# Task instructions
1/ According to the text on red meat and cancer risk, what is the USDA-recommended weekly limit for red meat?
2/ Copy the text on red meat and cancer risk word for word, from "Finally, high-temperature cooking" to "vitamins and zinc.".

# Text segment
^^^^^^^^

Finally, high-temperature cooking methods, such as grilling over charcoal, can cause the formation of known carcinogens such as heterocyclic amines, or HCAs, and polycyclic aromatic hydrocarbons, or PAHs.

Mary Young, a registered dietitian from the Centennial, Colo.-based National Cattlemen’s Beef Assn., says that a study it commissioned on the science of red meat reached a very different conclusion (the study has not yet been published). “Red meat does not cause cancer,” she says. “Beef is really one of the most underappreciated nutrient-rich foods out there” — rich in protein and eight other nutrients, including B vitamins and zinc.

Some scientists, too, think that the risk of red meat has been overplayed. “The proof is not as strong as some people would like to think,” says Iowa State University animal science professor Don Beitz. “Cancer is such a multifactorial [problem]. I don’t see how one can just pin it on certain pollutants or nutrients.”

Rock-hard conclusions require carefully controlled, long-term, well-defined studies of many people. Each one of these requirements can be difficult to meet, so scientists rely heavily on epidemiological studies in which the normal habits of large numbers of people are tracked, often pooling the results of multiple studies.

But unlike lab rats, humans don’t live in a perfectly controlled environment, which makes it difficult to determine if it’s meat or something else in the diet or environment that leads to an observed cancer risk. Also, some studies ask people to recall what they ate years ago, and many studies don’t even define red meat the same way.

Even when a correlation between meat consumption and illness is found, the effect can be significant but small. In the December 2007 study, for example, high meat consumption resulted in only a 50% increased risk of developing esophageal cancer — by way of comparison, smoking can increase a person’s risk of developing lung cancer by 1,000% or more.

But to dismiss all risks because of inconsistencies in the research is unreasonable, Willett says. “That’s exactly the same argument used by cigarette manufacturers to say that smoking is not harmful. . . . The perfect study will never be done. The next best thing will be epidemiology.”

Scientists generally agree that lean red meat has a place in a healthful diet — in moderation. Studies showing increased cancer risks have mostly focused on high meat intake; the greatest risk increases are for those eating far more than the USDA-recommended limit of 18 ounces per week.

“One approach is to treat red and processed meat as a treat and not a regular staple,” said Dr. Michael J. Thun, vice president of epidemiology and surveillance research at the American Cancer Society

Moderation, it appears, is not the American way. According to the U.S. Department of Agriculture, in 2006 the average American consumed 95 pounds of beef and 64 pounds of pork — about 7 ounces of red meat a day.

To sidestep some health concerns without giving up steak, some consumers have turned to grass-fed beef, which studies have shown to contain a heart-healthier ratio of omega-3 to omega-6 fatty acids.

Meanwhile, scientists are looking to make beef more healthful via selective breeding.

^^^^^^^^

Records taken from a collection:
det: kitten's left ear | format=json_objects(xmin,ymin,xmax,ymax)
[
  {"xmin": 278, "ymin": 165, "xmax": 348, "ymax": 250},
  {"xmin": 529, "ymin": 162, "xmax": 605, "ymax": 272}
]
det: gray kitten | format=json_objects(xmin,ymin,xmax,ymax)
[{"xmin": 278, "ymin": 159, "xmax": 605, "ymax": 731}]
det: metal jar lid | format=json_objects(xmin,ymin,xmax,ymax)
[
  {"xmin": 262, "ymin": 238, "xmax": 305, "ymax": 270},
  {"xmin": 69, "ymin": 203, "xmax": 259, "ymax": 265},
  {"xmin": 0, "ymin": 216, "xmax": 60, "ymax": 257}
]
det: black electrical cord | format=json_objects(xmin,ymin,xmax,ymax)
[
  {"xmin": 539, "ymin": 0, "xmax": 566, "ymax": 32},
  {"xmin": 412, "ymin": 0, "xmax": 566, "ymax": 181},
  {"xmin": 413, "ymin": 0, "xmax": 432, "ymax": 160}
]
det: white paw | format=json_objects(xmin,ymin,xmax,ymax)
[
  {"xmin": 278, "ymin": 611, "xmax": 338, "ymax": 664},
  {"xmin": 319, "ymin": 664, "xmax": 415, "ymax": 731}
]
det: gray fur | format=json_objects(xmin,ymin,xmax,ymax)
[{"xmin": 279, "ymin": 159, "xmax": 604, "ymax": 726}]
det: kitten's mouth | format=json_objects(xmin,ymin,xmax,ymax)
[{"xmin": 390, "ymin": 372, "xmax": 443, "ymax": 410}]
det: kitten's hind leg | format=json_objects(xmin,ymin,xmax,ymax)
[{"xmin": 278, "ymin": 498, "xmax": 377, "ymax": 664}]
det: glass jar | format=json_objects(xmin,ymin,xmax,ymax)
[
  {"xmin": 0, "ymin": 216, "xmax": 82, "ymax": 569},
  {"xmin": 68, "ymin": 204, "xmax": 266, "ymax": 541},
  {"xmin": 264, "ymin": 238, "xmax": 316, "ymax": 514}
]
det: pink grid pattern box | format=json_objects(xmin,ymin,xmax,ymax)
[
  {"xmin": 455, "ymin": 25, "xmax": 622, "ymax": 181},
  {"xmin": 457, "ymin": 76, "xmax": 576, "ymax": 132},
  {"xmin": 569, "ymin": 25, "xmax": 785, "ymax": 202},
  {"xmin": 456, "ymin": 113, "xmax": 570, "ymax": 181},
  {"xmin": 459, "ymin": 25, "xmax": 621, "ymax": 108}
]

^^^^^^^^

# Exercise answers
1/ 18 ounces per week.

2/
Finally, high-temperature cooking methods, such as grilling over charcoal, can cause the formation of known carcinogens such as heterocyclic amines, or HCAs, and polycyclic aromatic hydrocarbons, or PAHs.

Mary Young, a registered dietitian from the Centennial, Colo.-based National Cattlemen’s Beef Assn., says that a study it commissioned on the science of red meat reached a very different conclusion (the study has not yet been published). “Red meat does not cause cancer,” she says. “Beef is really one of the most underappreciated nutrient-rich foods out there” — rich in protein and eight other nutrients, including B vitamins and zinc.